WHAT YOU HAVE TO DO -> Recast every line of the listing below as a Markdown table with the columns Row and Line, numbering rows in order and skipping blank lines. Leave out the pictures.

═══ MATERIAL

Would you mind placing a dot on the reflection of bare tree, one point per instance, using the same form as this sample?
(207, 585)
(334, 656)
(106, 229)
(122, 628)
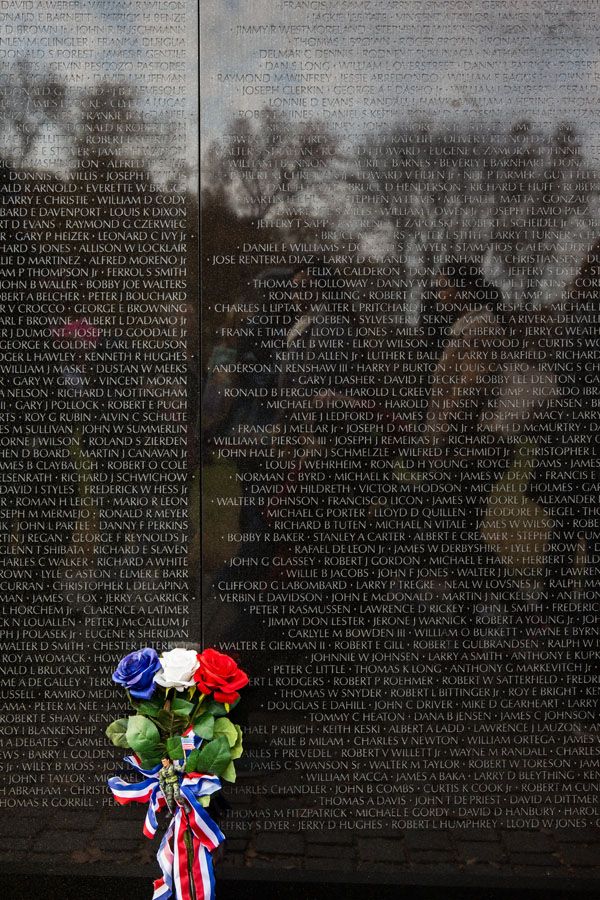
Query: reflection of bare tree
(452, 192)
(28, 104)
(268, 162)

══════

FINISHED TASK ->
| Row | Line |
|---|---|
| 1 | Would you mind placing a dot on the reflection of bare tree, one point per instance, using the same form as this sample? |
| 2 | (207, 585) |
| 3 | (334, 656) |
| 4 | (106, 229) |
| 5 | (122, 628) |
| 6 | Query: reflection of bare tree |
| 7 | (452, 192) |
| 8 | (28, 104) |
| 9 | (268, 162) |